Reproduce every line of all the records below without changing anything, but leave the pictures out.

SUPPLIED ENTRIES:
________________________________________

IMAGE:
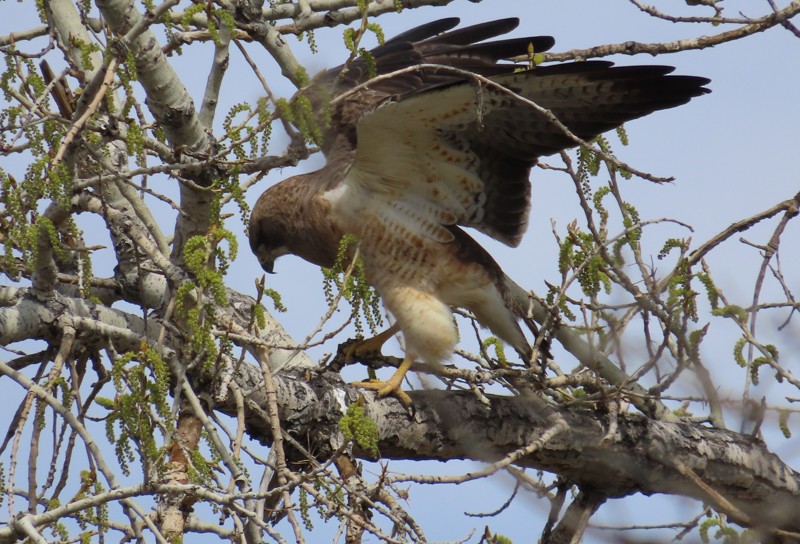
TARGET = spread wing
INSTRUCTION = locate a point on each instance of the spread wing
(434, 148)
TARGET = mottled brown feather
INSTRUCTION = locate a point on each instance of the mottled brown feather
(414, 156)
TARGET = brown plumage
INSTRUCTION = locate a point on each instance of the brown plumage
(413, 157)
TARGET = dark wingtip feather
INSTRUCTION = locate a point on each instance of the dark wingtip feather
(479, 32)
(428, 30)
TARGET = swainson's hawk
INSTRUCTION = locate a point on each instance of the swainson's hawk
(415, 156)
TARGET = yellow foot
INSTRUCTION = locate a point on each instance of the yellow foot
(384, 389)
(392, 385)
(360, 350)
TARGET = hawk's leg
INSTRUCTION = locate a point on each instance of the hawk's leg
(392, 385)
(371, 346)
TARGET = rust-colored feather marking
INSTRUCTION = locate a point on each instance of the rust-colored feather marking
(413, 157)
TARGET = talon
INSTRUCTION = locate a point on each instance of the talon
(392, 385)
(360, 350)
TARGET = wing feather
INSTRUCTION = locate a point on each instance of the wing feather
(435, 148)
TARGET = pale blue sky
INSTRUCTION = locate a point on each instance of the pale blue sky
(733, 153)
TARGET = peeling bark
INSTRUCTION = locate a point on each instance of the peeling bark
(456, 425)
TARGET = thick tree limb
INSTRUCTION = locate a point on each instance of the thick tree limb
(455, 425)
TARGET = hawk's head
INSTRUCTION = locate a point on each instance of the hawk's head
(289, 218)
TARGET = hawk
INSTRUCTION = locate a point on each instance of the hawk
(416, 149)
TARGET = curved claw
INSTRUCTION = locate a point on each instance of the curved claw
(392, 385)
(363, 349)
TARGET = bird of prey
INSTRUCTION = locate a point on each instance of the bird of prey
(416, 149)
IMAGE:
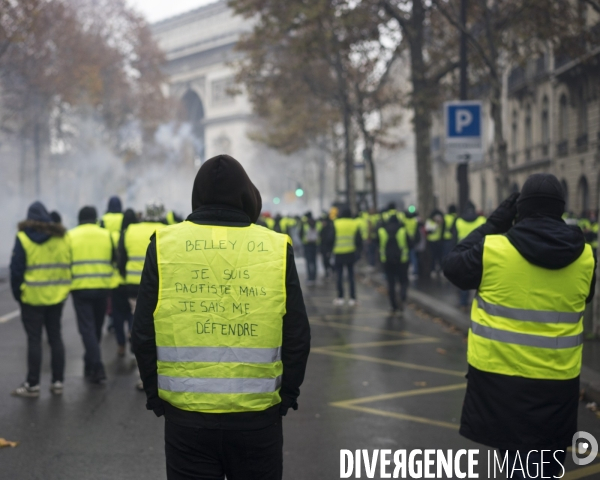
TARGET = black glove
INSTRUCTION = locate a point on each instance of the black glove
(502, 218)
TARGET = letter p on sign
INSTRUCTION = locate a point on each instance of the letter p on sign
(464, 118)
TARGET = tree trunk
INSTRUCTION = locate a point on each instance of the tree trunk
(373, 175)
(500, 144)
(421, 98)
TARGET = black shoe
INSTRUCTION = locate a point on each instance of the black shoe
(98, 376)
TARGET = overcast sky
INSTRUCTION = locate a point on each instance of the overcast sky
(155, 10)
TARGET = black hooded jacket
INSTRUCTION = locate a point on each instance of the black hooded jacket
(296, 329)
(508, 412)
(39, 227)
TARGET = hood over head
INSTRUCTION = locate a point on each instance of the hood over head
(223, 181)
(542, 196)
(547, 242)
(39, 226)
(114, 205)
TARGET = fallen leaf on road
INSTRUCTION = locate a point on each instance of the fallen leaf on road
(6, 443)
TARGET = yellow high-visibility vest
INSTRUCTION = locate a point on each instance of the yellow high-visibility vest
(47, 271)
(137, 238)
(411, 225)
(112, 221)
(449, 219)
(401, 239)
(527, 321)
(464, 228)
(219, 317)
(91, 257)
(345, 232)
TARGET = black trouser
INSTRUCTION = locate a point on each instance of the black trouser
(345, 260)
(310, 254)
(396, 272)
(90, 318)
(34, 319)
(210, 454)
(121, 313)
(326, 255)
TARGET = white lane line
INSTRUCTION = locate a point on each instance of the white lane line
(9, 316)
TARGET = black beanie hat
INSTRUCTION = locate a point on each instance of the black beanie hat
(88, 215)
(223, 181)
(541, 195)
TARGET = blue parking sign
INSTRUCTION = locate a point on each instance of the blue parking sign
(463, 140)
(464, 120)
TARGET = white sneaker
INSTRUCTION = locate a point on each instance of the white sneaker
(56, 388)
(26, 391)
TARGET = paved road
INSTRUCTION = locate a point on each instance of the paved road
(373, 382)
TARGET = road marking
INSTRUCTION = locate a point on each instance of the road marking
(385, 343)
(405, 393)
(360, 328)
(394, 363)
(9, 316)
(401, 416)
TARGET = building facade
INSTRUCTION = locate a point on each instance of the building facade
(551, 111)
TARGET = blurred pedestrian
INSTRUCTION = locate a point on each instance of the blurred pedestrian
(122, 311)
(533, 281)
(92, 266)
(463, 226)
(223, 364)
(393, 250)
(347, 242)
(310, 240)
(327, 239)
(40, 275)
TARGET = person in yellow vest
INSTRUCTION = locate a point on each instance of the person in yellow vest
(121, 308)
(40, 276)
(92, 267)
(347, 243)
(533, 281)
(113, 218)
(449, 220)
(393, 253)
(221, 341)
(463, 226)
(435, 239)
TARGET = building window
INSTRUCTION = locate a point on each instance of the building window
(545, 125)
(515, 136)
(565, 186)
(528, 133)
(220, 91)
(563, 119)
(583, 195)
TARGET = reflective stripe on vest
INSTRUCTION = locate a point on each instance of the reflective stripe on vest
(92, 253)
(464, 228)
(48, 271)
(401, 239)
(137, 239)
(219, 317)
(527, 320)
(219, 385)
(220, 354)
(112, 221)
(345, 232)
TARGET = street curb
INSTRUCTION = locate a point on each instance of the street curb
(589, 379)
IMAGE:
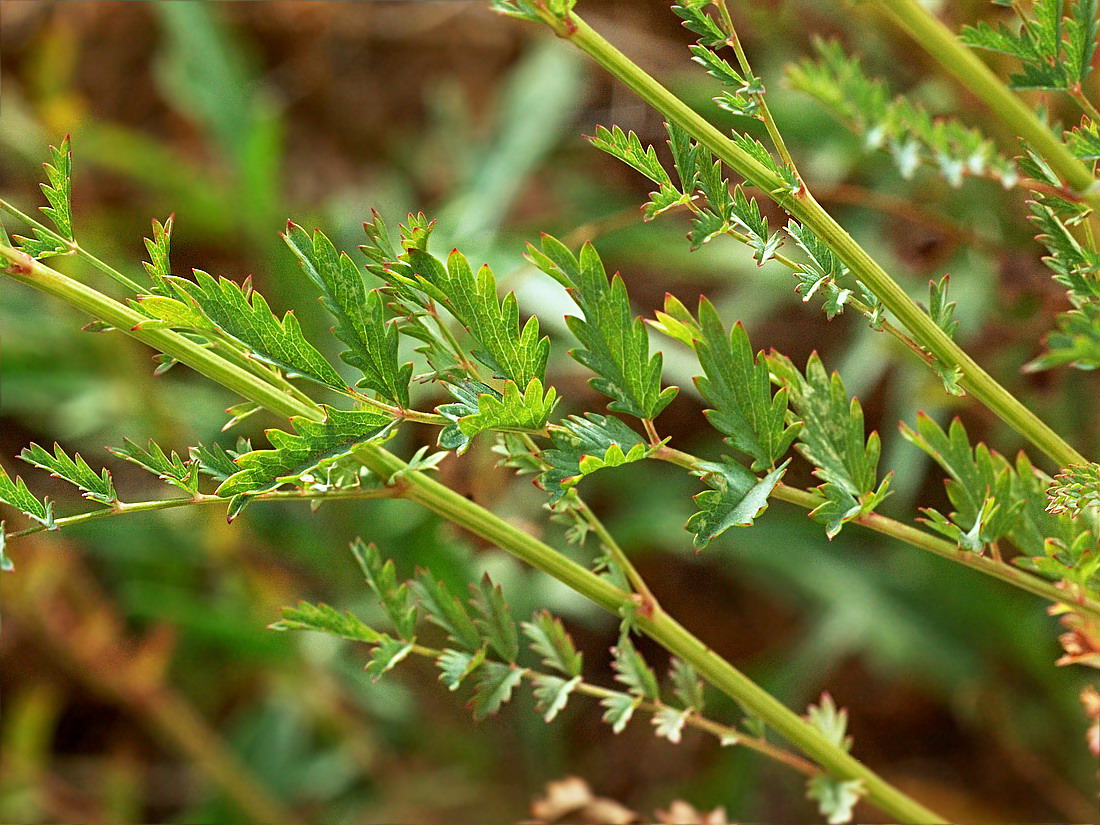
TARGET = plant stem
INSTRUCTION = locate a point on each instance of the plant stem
(970, 70)
(920, 539)
(458, 509)
(727, 734)
(803, 207)
(122, 508)
(75, 248)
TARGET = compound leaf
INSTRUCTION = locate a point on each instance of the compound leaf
(96, 486)
(614, 342)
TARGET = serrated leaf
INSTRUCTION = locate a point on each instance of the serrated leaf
(628, 149)
(551, 693)
(977, 475)
(694, 19)
(618, 710)
(158, 246)
(614, 342)
(552, 644)
(1074, 490)
(493, 618)
(454, 666)
(171, 469)
(494, 688)
(736, 497)
(15, 494)
(836, 799)
(213, 461)
(630, 669)
(831, 721)
(737, 386)
(96, 486)
(248, 318)
(686, 685)
(446, 611)
(311, 443)
(583, 446)
(510, 411)
(382, 576)
(386, 656)
(323, 618)
(670, 723)
(6, 563)
(360, 315)
(508, 351)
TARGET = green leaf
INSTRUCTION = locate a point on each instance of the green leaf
(583, 446)
(361, 315)
(1074, 490)
(508, 351)
(15, 494)
(630, 669)
(695, 19)
(444, 609)
(296, 453)
(619, 708)
(738, 387)
(510, 411)
(686, 685)
(552, 644)
(158, 246)
(977, 475)
(735, 498)
(382, 576)
(494, 619)
(831, 721)
(670, 723)
(832, 439)
(614, 342)
(836, 799)
(327, 619)
(96, 486)
(6, 564)
(244, 316)
(494, 688)
(551, 693)
(388, 653)
(171, 469)
(628, 149)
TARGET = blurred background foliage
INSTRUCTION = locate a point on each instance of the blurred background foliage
(140, 682)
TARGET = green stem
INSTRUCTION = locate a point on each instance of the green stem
(803, 207)
(970, 70)
(460, 510)
(919, 539)
(121, 508)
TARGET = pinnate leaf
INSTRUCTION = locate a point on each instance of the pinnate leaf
(96, 486)
(614, 342)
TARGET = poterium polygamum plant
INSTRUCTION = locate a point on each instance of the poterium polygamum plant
(1011, 521)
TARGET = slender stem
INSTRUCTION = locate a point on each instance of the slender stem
(457, 508)
(970, 70)
(74, 246)
(803, 207)
(743, 59)
(121, 508)
(920, 539)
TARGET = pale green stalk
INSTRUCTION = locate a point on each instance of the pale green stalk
(802, 206)
(454, 507)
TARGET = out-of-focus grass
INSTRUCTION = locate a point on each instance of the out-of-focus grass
(140, 658)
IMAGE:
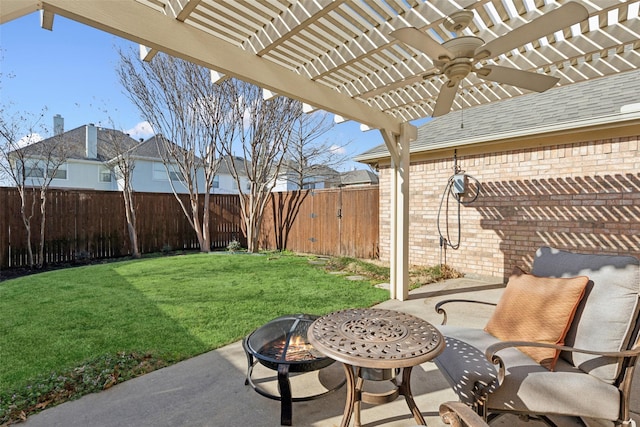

________________________________________

EXERCISE ANSWER:
IMAGE:
TARGET = spread wing
INSTRUCTION = locate a point on each instance of the spread wing
(434, 148)
TARGET = mottled brown feather
INSTRUCTION = locate a point on each instance of the mottled brown feather
(414, 156)
TARGET = brown plumage
INSTRUCTION = locate a point on each instance of the brown plumage
(413, 157)
TARGET = dark wingtip feather
INSTRUCTION = locate a point on each instance of the dark wingtip feather
(479, 32)
(428, 30)
TARGET = swainson's hawk
INSTRUCTION = locate a point on each instance of the swainson's hawk
(415, 156)
TARGET = yellow foot
INSTRUCTION = locate a point on each instance of the yellow foot
(384, 389)
(392, 385)
(360, 350)
TARGET = hawk's leg
INSTRUCTION = locate a point on each instance of the hawk's leg
(392, 385)
(371, 346)
TARGET = rust-colored feather marking
INSTRUCTION = locate a point on each instance of the rust-colored feather marking
(413, 157)
TARGET = talon
INSTRUCTION = locate a point on each instance of the talon
(392, 385)
(360, 350)
TARGET = wing feather
INSTRUCTION = locate a point on each instance of the wing feather
(435, 148)
TARGET = pale blue sky
INSTRUCTION = locate a point on each instance of the pale blue sky
(733, 153)
TARGET = peeling bark
INSTRUCTION = locate a point on each instance of the peeling bark
(456, 425)
TARGET = thick tree limb
INSTRUCTION = locate a point on each instance of the thick tree limb
(455, 425)
TARGET = hawk's head
INSTRUCTION = locate a point on each instance of the hawk's head
(289, 218)
TARGET = hawk
INSTRUCTION = locate a point on each instance of the hawk
(416, 149)
TARGET = curved claw
INSTRUCTION = locate a point on each instance of the curved claw
(392, 385)
(363, 349)
TARGET = bird of prey
INSTRUCTION = locate a point on each instance of the bird of prey
(416, 149)
IMAGE:
TARGET = black glove
INSTRUCTION = locate a point on each instance of the black glove
(502, 218)
TARGET = letter p on sign
INSTRUCTION = locate a point on each instance of the letter p on sign
(464, 118)
TARGET = tree trunk
INSTRUCTION = locate a point on each instance of the tree trunk
(373, 175)
(500, 144)
(421, 98)
TARGET = black shoe
INSTRUCTION = locate a point on each instance of the black shoe
(98, 376)
TARGET = overcast sky
INSTRUCTION = locate a point on each instance of the overcast sky
(155, 10)
TARGET = black hooded jacket
INSTRUCTION = locate a point on each instance of the black hooded jacket
(296, 329)
(508, 412)
(39, 227)
TARGET = hood over head
INSTRUCTION = locate a point on each instance of the hood over head
(223, 181)
(542, 196)
(547, 242)
(39, 226)
(114, 205)
TARGET = fallen leaf on road
INSTRUCTION = locate a point on each instance of the fallen leaf on road
(6, 443)
TARGET = yellow high-visibility vest
INSTRUCTION = locate a point on each instance of the yellow high-visibility vest
(47, 271)
(137, 238)
(411, 225)
(112, 221)
(449, 219)
(401, 239)
(527, 321)
(464, 228)
(219, 317)
(91, 257)
(345, 232)
TARGET = black trouser
INSTRUCTION = locate a point on each instance of the black trouser
(345, 260)
(310, 254)
(396, 272)
(90, 318)
(34, 319)
(210, 454)
(121, 313)
(326, 255)
TARGET = white lane line
INSTRUCTION = locate a point on each instance of the white lane line
(9, 316)
TARGET = black beanie hat
INSTRUCTION = locate a point on each instance of the black beanie hat
(88, 215)
(223, 181)
(541, 195)
TARGET = blue parking sign
INSTRUCTION = locate a point on each instance of the blue parking sign
(463, 140)
(464, 120)
TARGET = white sneaker
INSTRUCTION = locate a point on each instance of the white sneaker
(56, 388)
(26, 391)
TARGET = paved road
INSTRUCTION = locate a point on each instance of the paved road
(373, 382)
TARGET = road marking
INSTRUCTION = locate a point on each instance of the road marking
(385, 343)
(405, 393)
(360, 328)
(394, 363)
(9, 316)
(401, 416)
TARGET = building facade
INSTRUCTION = locate a point on each instance of the building facade
(551, 111)
TARGET = blurred pedestrian
INSTRUCTION = locate a point on each instance of the blurred pedestrian
(122, 311)
(533, 281)
(92, 266)
(463, 226)
(223, 364)
(393, 250)
(347, 242)
(310, 240)
(327, 239)
(40, 275)
TARGET = person in yellow vest
INSTRUCTION = locate a point on each instance of the person in yellow vest
(121, 308)
(40, 276)
(92, 267)
(347, 243)
(533, 281)
(113, 218)
(449, 220)
(393, 253)
(221, 341)
(463, 226)
(435, 239)
TARGET = building window
INSTRUCTION = locate a point on each instance of the building window
(545, 125)
(515, 136)
(565, 186)
(528, 133)
(220, 91)
(563, 119)
(583, 195)
TARGET = reflective stripe on vest
INSTRUCTION = locate a point on each instance of the reflective stripe on vest
(92, 253)
(464, 228)
(48, 271)
(401, 239)
(137, 239)
(219, 317)
(527, 320)
(219, 385)
(220, 354)
(112, 221)
(345, 232)
TARGET = street curb
INSTRUCTION = locate a point on each instance of the street curb
(589, 379)
IMAGE:
TARGET = plant stem
INSTRUCTION = locate a point on each instance of the plant stem
(970, 70)
(920, 539)
(458, 509)
(727, 734)
(803, 207)
(122, 508)
(75, 248)
TARGET = compound leaf
INSTRUCTION = locate a point on each instance of the compound leaf
(96, 486)
(614, 342)
TARGET = serrated leaf
INSTRUCTION = locate a point on each instance of the serrated leaf
(628, 149)
(551, 693)
(977, 475)
(694, 19)
(618, 710)
(158, 246)
(614, 342)
(552, 644)
(1074, 490)
(493, 618)
(454, 666)
(171, 469)
(494, 688)
(736, 497)
(15, 494)
(836, 799)
(213, 461)
(630, 669)
(831, 721)
(737, 386)
(96, 486)
(248, 318)
(686, 685)
(446, 611)
(311, 443)
(583, 446)
(510, 411)
(382, 576)
(386, 656)
(323, 618)
(670, 723)
(6, 563)
(360, 315)
(508, 351)
TARGET = green leaf
INSTRUCTION = locate a point on each instance of the green leaf
(583, 446)
(361, 315)
(1074, 490)
(508, 351)
(15, 494)
(630, 669)
(695, 19)
(444, 609)
(296, 453)
(619, 708)
(738, 387)
(510, 411)
(686, 685)
(552, 644)
(158, 246)
(977, 475)
(735, 498)
(382, 576)
(494, 619)
(831, 721)
(670, 723)
(832, 439)
(614, 342)
(836, 799)
(327, 619)
(96, 486)
(6, 564)
(244, 316)
(494, 688)
(551, 693)
(388, 653)
(171, 469)
(628, 149)
TARGET = blurred background foliage
INSTRUCTION = locate a point on each instance of the blurred background foliage
(140, 682)
TARGET = green stem
INSTRUCTION = locate a point on each instance of the green stem
(803, 207)
(970, 70)
(460, 510)
(919, 539)
(121, 508)
TARGET = pinnate leaf
INSTRUCTION = locate a point on each instance of the pinnate leaf
(96, 486)
(614, 342)
TARGET = poterium polygamum plant
INSTRUCTION = locate a point on each instance of the poterium polygamum plant
(1011, 521)
TARGET = slender stem
INSTRUCTION = locate a point on each instance of the slender stem
(457, 508)
(970, 70)
(74, 246)
(803, 207)
(743, 59)
(121, 508)
(920, 539)
TARGET = pale green stalk
INSTRUCTION = locate a point on each instance of the pale green stalk
(802, 206)
(454, 507)
TARGET = out-of-focus grass
INSTRUCTION = locate a point on each instance of the out-of-focus grass
(140, 658)
IMAGE:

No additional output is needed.